> **TASK PROMPT**:
Turn the rows below into a two-column CSV with the headers "prompt" and "points". Give one line per row, holding its text and its answer, each in a quoted field with line breaks changed to spaces.

> **DATASET ENTRIES**:
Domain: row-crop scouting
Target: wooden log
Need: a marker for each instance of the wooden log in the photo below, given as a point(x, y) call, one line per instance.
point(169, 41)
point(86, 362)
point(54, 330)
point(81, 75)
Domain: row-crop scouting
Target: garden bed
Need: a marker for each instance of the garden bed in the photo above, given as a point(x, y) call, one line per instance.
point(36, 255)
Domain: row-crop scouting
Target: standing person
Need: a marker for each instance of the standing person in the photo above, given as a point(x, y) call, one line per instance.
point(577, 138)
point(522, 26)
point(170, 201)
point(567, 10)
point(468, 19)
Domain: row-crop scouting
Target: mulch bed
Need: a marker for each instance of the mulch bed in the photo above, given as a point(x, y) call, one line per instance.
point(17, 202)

> **RESPONSE TO THE TASK**:
prompt,points
"Domain: row-crop scouting Target: wooden log Need: a marker for each instance of the wooden log in the photo below, given as a point(x, y) call, one line per instance.","point(169, 41) point(86, 362) point(54, 330) point(81, 75)"
"Domain: row-crop scouting Target: garden bed Need: a marker for each instance of the garden bed in the photo above, given as a point(x, y) call, one line per instance.","point(36, 255)"
"Domain: row-crop scouting Target: standing person Need: a marker for each instance of the standing person in the photo above, given as a point(x, y) call, one line per instance.","point(577, 138) point(522, 26) point(170, 201) point(567, 10) point(468, 19)"
"Domain: row-crop scouting Target: mulch bed Need: a marker for each instance of the mulch bed in the photo above, given as a point(x, y) call, one line per instance.","point(17, 202)"